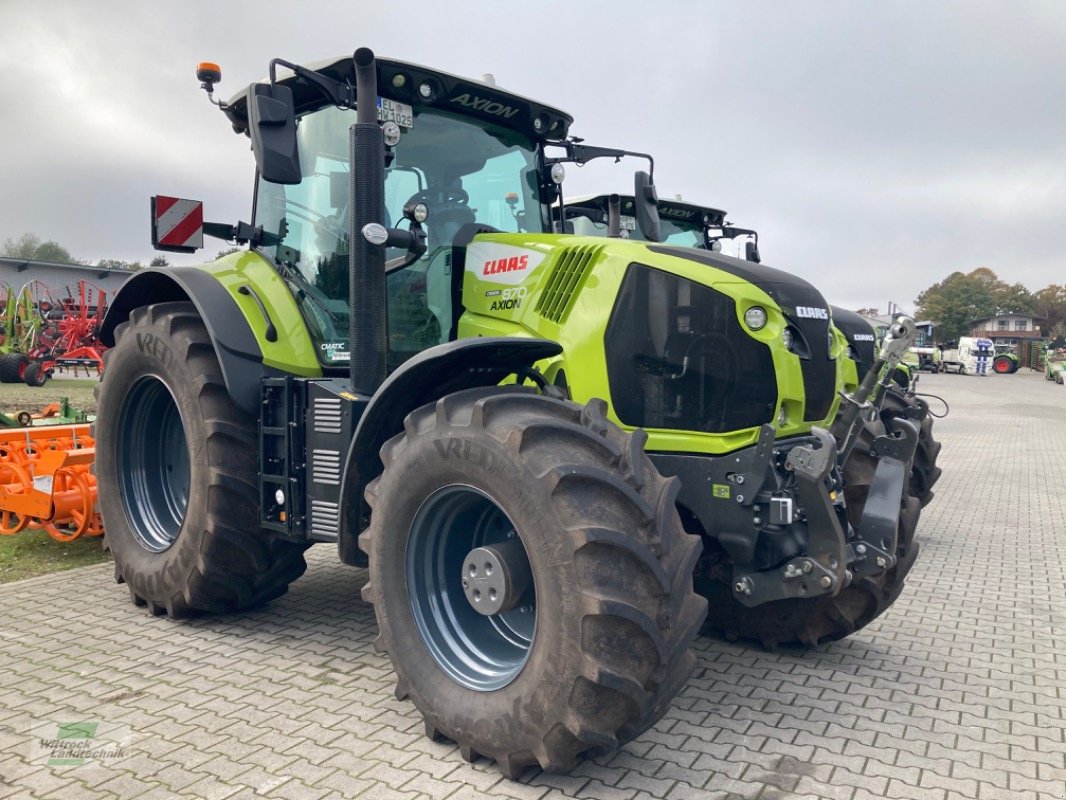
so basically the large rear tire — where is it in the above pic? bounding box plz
[0,353,27,384]
[360,388,705,777]
[698,419,920,649]
[95,302,308,617]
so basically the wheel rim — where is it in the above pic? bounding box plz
[406,485,536,691]
[118,377,190,552]
[994,359,1010,373]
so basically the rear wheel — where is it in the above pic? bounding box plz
[992,355,1013,374]
[95,302,308,617]
[0,353,27,384]
[698,419,920,648]
[360,388,705,776]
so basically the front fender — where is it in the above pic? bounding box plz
[102,266,273,414]
[337,336,563,566]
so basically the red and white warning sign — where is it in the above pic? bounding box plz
[151,195,204,252]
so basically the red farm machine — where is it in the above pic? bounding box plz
[0,280,109,386]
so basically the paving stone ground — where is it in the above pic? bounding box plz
[1,371,1065,800]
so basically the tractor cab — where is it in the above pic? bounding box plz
[218,55,573,370]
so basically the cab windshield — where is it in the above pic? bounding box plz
[254,105,545,367]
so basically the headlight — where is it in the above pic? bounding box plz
[828,329,835,352]
[782,327,794,351]
[743,306,767,331]
[778,406,787,427]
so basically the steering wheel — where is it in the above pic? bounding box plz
[405,187,470,213]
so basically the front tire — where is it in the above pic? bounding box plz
[360,388,705,777]
[95,302,308,617]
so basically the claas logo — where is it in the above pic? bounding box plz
[482,255,529,276]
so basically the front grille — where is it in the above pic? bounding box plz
[646,246,838,425]
[605,263,777,434]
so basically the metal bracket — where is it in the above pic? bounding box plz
[732,555,845,607]
[731,427,849,607]
[708,423,775,508]
[786,427,848,595]
[871,416,921,463]
[847,539,896,579]
[851,416,919,575]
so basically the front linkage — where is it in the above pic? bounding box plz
[664,316,920,610]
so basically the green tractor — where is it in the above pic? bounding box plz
[0,282,44,383]
[992,350,1020,374]
[96,50,917,775]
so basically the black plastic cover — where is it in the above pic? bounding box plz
[605,263,777,434]
[647,246,836,422]
[830,305,877,377]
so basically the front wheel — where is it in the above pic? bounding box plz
[360,388,705,777]
[95,302,308,617]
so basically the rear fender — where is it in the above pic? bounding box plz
[101,267,277,414]
[337,337,563,566]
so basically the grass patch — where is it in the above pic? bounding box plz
[0,376,98,415]
[0,528,110,583]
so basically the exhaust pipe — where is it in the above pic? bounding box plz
[349,47,387,395]
[607,194,622,237]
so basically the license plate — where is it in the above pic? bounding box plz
[377,97,413,129]
[619,215,637,231]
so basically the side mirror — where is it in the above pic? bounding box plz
[745,240,761,263]
[634,170,661,242]
[247,83,301,184]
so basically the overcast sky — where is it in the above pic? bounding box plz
[2,1,1064,312]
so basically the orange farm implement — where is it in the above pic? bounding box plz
[0,424,101,541]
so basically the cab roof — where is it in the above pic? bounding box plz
[565,194,727,227]
[223,54,573,143]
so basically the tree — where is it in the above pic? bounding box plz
[915,271,993,342]
[215,247,240,260]
[149,255,170,267]
[1,233,79,264]
[993,282,1037,316]
[854,307,880,316]
[96,258,144,271]
[915,268,1037,342]
[1035,284,1066,334]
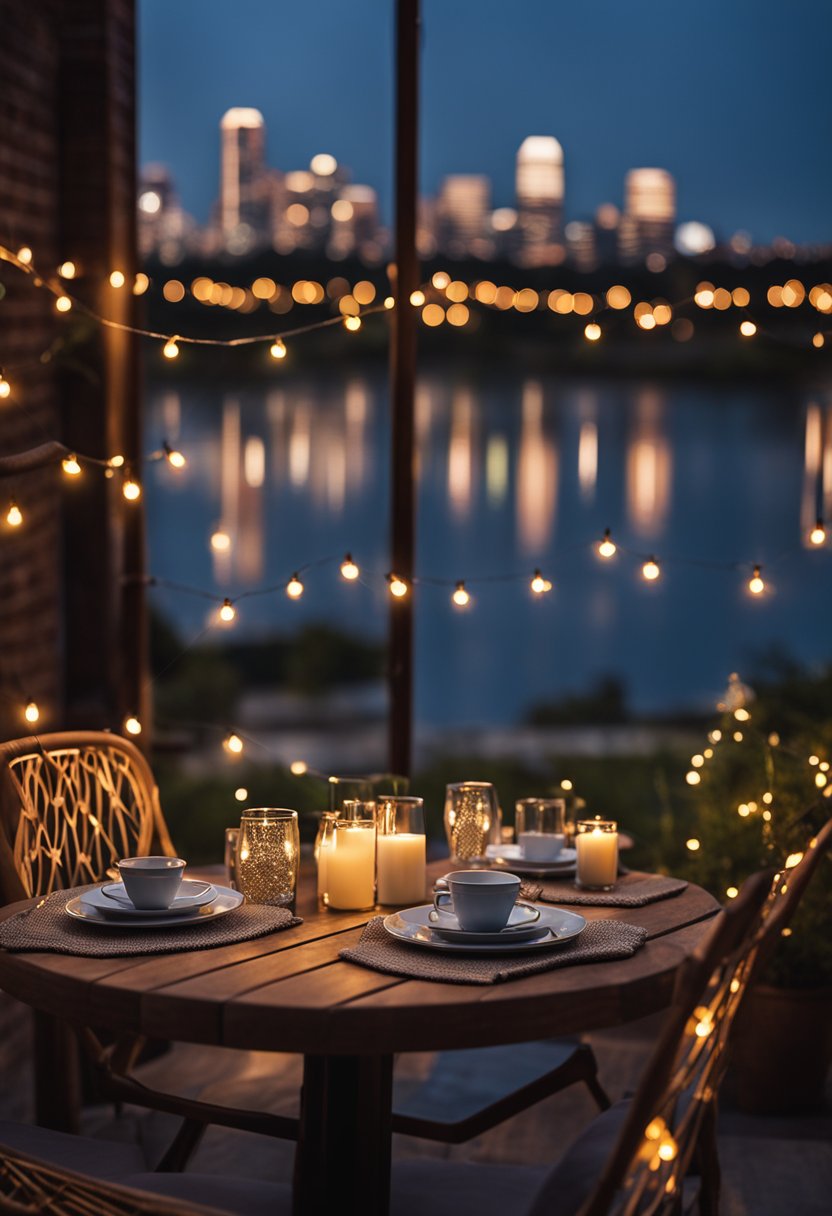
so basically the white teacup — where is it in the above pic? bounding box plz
[432,870,539,933]
[117,856,186,910]
[518,831,565,862]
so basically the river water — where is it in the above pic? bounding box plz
[145,363,832,726]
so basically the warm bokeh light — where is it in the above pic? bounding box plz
[218,598,237,624]
[61,454,82,477]
[55,295,72,312]
[812,333,825,348]
[6,501,23,527]
[686,771,701,785]
[584,322,601,341]
[686,838,700,851]
[124,715,142,736]
[739,320,757,337]
[235,787,248,802]
[290,760,308,776]
[605,285,631,310]
[269,338,287,360]
[165,447,186,469]
[210,528,231,552]
[133,272,150,295]
[597,529,616,559]
[163,337,180,359]
[58,260,76,279]
[286,574,304,599]
[109,270,125,289]
[809,519,827,545]
[24,700,40,724]
[122,476,141,502]
[422,303,444,327]
[353,280,376,305]
[340,554,359,580]
[163,279,185,302]
[748,566,765,595]
[388,573,409,598]
[310,153,337,176]
[732,287,750,308]
[452,581,471,608]
[409,289,426,307]
[17,246,32,264]
[0,376,10,399]
[344,315,362,332]
[446,303,469,327]
[642,557,660,581]
[530,570,552,595]
[224,733,244,755]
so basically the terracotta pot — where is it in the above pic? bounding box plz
[729,983,832,1113]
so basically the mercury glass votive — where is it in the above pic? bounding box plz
[444,781,498,863]
[575,817,618,890]
[236,808,300,909]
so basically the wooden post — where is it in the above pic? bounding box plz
[388,0,420,777]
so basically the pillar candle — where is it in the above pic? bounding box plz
[576,825,618,888]
[377,833,426,905]
[327,824,376,910]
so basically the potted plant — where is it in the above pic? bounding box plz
[673,671,832,1113]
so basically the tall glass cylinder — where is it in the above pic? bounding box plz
[575,817,618,890]
[376,796,426,906]
[328,776,374,811]
[444,781,498,863]
[326,818,377,910]
[316,812,337,905]
[236,808,300,909]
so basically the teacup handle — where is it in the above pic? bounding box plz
[430,876,453,921]
[513,899,541,924]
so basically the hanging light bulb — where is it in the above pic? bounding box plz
[164,443,186,469]
[210,527,231,552]
[58,260,77,279]
[642,556,660,581]
[162,336,180,359]
[0,373,11,399]
[748,565,765,595]
[286,573,304,599]
[388,573,409,598]
[109,454,125,469]
[61,454,82,477]
[344,315,362,332]
[290,760,308,776]
[124,715,142,736]
[269,337,287,360]
[809,519,827,546]
[223,732,244,755]
[597,528,616,559]
[340,554,359,580]
[584,322,602,342]
[109,270,126,288]
[6,500,23,527]
[55,295,72,313]
[739,320,757,337]
[218,598,237,624]
[530,569,552,595]
[17,246,33,264]
[122,473,141,502]
[452,581,471,608]
[24,700,40,724]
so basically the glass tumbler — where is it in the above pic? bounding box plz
[341,799,377,822]
[376,796,426,906]
[515,798,566,860]
[328,775,374,811]
[236,808,300,909]
[444,781,499,863]
[575,817,619,890]
[316,812,337,905]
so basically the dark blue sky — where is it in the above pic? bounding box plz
[139,0,831,243]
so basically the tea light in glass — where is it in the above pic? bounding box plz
[575,817,618,890]
[326,818,377,910]
[376,796,426,906]
[236,808,300,909]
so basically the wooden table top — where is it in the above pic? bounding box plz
[0,862,719,1056]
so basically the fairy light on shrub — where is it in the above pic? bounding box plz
[530,569,552,595]
[642,556,661,581]
[597,528,616,559]
[286,573,304,599]
[340,554,359,581]
[452,581,471,608]
[748,565,765,595]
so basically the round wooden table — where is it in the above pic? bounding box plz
[0,862,719,1216]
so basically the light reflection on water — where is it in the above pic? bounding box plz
[145,368,832,725]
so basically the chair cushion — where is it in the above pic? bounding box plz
[391,1160,548,1216]
[0,1119,147,1181]
[123,1173,292,1216]
[526,1099,631,1216]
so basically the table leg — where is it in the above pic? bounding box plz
[33,1011,80,1132]
[294,1053,393,1216]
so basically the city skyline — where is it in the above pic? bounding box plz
[139,0,832,245]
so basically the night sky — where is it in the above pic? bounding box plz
[139,0,831,244]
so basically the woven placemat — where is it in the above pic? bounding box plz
[531,873,688,908]
[339,916,647,985]
[0,885,301,957]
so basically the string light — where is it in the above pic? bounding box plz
[61,454,82,477]
[286,574,304,599]
[726,886,739,899]
[343,315,362,332]
[597,528,617,559]
[388,573,409,598]
[584,322,602,341]
[109,270,125,289]
[109,454,125,469]
[223,732,244,755]
[691,754,704,767]
[642,557,660,581]
[809,519,827,546]
[55,295,72,313]
[122,474,141,502]
[340,554,359,580]
[163,443,187,469]
[685,771,701,785]
[530,569,552,595]
[812,333,825,349]
[124,715,142,736]
[235,787,248,802]
[6,500,23,527]
[269,338,287,360]
[452,581,471,608]
[218,598,237,624]
[290,760,308,776]
[748,565,765,595]
[23,700,40,724]
[409,290,426,307]
[0,373,11,399]
[739,320,757,337]
[162,336,180,359]
[16,246,32,264]
[685,838,700,851]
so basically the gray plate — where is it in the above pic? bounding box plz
[67,885,244,929]
[383,904,587,954]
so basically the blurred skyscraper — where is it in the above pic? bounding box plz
[137,165,196,261]
[619,168,676,265]
[515,136,565,266]
[436,175,491,258]
[219,107,271,253]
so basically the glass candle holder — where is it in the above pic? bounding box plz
[328,775,374,811]
[236,808,300,909]
[515,798,566,861]
[316,812,337,905]
[326,818,376,910]
[224,827,240,889]
[341,799,377,822]
[444,782,498,863]
[376,796,426,906]
[575,817,618,890]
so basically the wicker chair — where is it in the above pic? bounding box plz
[0,731,607,1165]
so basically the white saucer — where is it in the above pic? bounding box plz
[427,902,546,944]
[486,845,577,878]
[68,885,243,929]
[91,880,217,918]
[383,905,586,954]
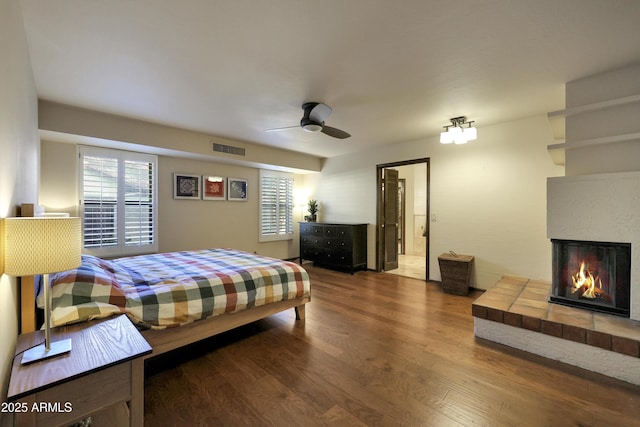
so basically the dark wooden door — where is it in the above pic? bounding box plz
[383,168,399,271]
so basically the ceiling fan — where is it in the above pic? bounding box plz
[266,102,351,139]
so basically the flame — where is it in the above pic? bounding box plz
[571,261,602,299]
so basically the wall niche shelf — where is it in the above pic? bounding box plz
[547,93,640,118]
[547,93,640,165]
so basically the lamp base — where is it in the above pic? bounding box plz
[21,338,72,365]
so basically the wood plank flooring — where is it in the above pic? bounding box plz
[144,266,640,426]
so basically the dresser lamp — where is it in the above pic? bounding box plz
[3,217,81,364]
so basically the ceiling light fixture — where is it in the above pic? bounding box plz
[440,116,477,144]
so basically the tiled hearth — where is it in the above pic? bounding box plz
[472,276,640,358]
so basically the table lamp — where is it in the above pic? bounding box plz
[3,217,81,364]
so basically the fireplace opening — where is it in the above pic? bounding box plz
[550,239,631,317]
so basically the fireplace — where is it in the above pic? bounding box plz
[550,239,631,317]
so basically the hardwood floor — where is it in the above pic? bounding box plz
[144,266,640,426]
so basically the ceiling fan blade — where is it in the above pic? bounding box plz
[308,103,332,123]
[264,125,299,132]
[321,125,351,139]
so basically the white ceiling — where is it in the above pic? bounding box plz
[20,0,640,158]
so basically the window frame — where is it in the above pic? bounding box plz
[78,145,158,257]
[259,169,294,242]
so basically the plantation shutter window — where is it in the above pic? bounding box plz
[79,146,158,257]
[82,155,118,249]
[124,159,155,247]
[259,170,294,242]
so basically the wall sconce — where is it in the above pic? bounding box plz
[3,217,81,364]
[440,116,477,144]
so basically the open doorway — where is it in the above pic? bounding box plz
[376,158,430,280]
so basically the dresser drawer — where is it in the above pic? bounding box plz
[324,238,351,252]
[301,234,323,247]
[301,246,323,260]
[323,226,353,238]
[324,251,350,266]
[300,223,323,235]
[300,222,313,235]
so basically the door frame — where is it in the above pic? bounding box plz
[375,158,430,279]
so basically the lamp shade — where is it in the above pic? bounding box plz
[448,126,462,138]
[440,131,453,144]
[3,217,81,276]
[464,126,477,141]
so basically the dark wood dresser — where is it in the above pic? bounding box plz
[299,222,367,274]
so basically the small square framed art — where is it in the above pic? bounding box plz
[228,178,248,201]
[173,173,201,199]
[202,176,227,200]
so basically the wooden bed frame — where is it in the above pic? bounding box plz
[21,283,308,356]
[140,297,308,358]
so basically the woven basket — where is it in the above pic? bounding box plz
[438,253,474,295]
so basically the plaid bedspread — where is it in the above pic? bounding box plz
[48,249,311,329]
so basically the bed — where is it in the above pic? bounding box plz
[41,248,311,356]
[21,248,310,426]
[43,249,309,330]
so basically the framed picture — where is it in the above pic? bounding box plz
[228,178,248,201]
[173,173,201,199]
[202,175,226,200]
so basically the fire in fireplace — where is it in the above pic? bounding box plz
[550,239,631,317]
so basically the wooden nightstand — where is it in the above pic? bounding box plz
[7,315,151,427]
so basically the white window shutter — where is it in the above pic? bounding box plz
[259,170,294,242]
[79,146,157,256]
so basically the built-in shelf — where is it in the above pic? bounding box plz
[548,93,640,118]
[548,132,640,165]
[547,94,640,165]
[548,131,640,151]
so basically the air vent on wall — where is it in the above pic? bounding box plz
[212,142,246,156]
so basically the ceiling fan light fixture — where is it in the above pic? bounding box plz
[302,123,323,132]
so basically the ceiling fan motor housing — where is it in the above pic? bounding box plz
[301,102,324,132]
[300,117,323,132]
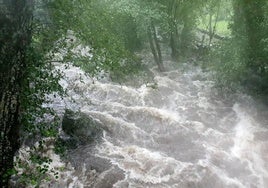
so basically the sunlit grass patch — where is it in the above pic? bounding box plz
[216,20,231,36]
[198,19,231,37]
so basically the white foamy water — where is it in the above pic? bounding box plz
[50,62,268,188]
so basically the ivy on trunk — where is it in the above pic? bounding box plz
[0,0,33,186]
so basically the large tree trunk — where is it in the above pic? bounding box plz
[147,20,165,72]
[0,62,22,188]
[170,20,180,60]
[243,0,265,73]
[0,1,33,186]
[169,0,180,60]
[233,0,265,71]
[208,3,220,46]
[180,20,192,55]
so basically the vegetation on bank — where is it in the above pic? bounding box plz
[1,0,268,187]
[209,0,268,95]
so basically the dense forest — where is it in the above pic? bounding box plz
[1,0,268,187]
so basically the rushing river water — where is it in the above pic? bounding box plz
[51,60,268,188]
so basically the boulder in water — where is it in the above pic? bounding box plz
[62,110,103,145]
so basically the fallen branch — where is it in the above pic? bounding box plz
[197,28,226,40]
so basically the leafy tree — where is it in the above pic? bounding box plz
[0,1,35,186]
[103,0,167,71]
[210,0,268,94]
[232,0,267,73]
[202,0,221,46]
[157,0,206,59]
[0,0,53,187]
[47,0,142,77]
[0,0,148,185]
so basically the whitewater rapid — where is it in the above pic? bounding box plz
[52,62,268,188]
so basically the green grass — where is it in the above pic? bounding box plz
[198,18,231,37]
[216,20,231,36]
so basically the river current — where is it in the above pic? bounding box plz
[50,60,268,188]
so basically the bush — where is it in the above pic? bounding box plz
[208,39,247,93]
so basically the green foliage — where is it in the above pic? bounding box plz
[14,140,60,187]
[209,40,247,93]
[106,0,167,27]
[47,0,143,79]
[54,138,68,157]
[112,13,142,52]
[207,0,268,95]
[15,33,63,165]
[0,1,66,185]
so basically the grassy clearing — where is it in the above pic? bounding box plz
[216,20,231,36]
[198,18,231,36]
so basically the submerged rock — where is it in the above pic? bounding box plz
[62,110,103,145]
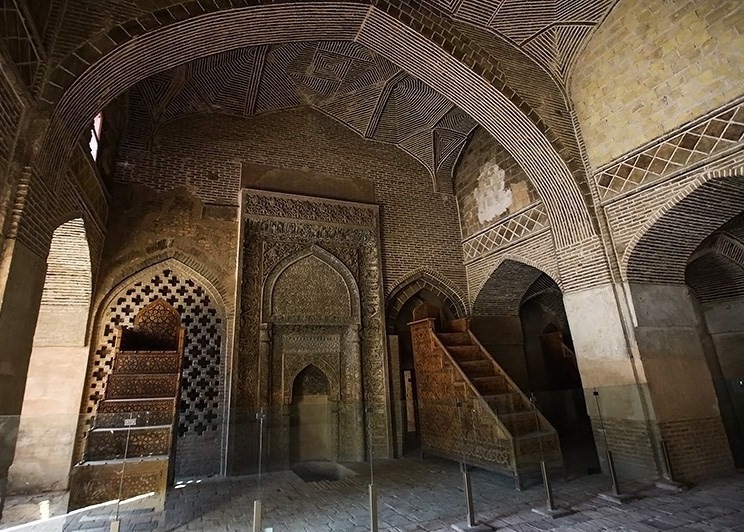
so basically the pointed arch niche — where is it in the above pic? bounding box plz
[261,246,362,468]
[78,259,227,479]
[237,188,391,474]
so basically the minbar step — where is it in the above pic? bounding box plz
[459,360,495,378]
[500,411,540,435]
[69,456,169,511]
[105,374,180,399]
[113,351,181,375]
[483,393,530,414]
[85,425,173,461]
[436,332,471,346]
[446,345,481,361]
[96,398,177,427]
[471,375,509,395]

◆ ◆ ◆ ◆ ◆

## Your instructions:
No line before the one containing "so basically the minbar" belongs in the answer; give again exactly that line and all lines after it through the end of the data.

## Exercise answer:
so basically the minbar step — where is it in the above pic? bounding box plz
[459,360,495,378]
[500,411,540,435]
[69,456,169,511]
[105,374,180,399]
[113,351,181,375]
[483,393,530,414]
[85,425,173,461]
[436,332,471,346]
[446,345,481,361]
[96,398,177,427]
[471,375,509,395]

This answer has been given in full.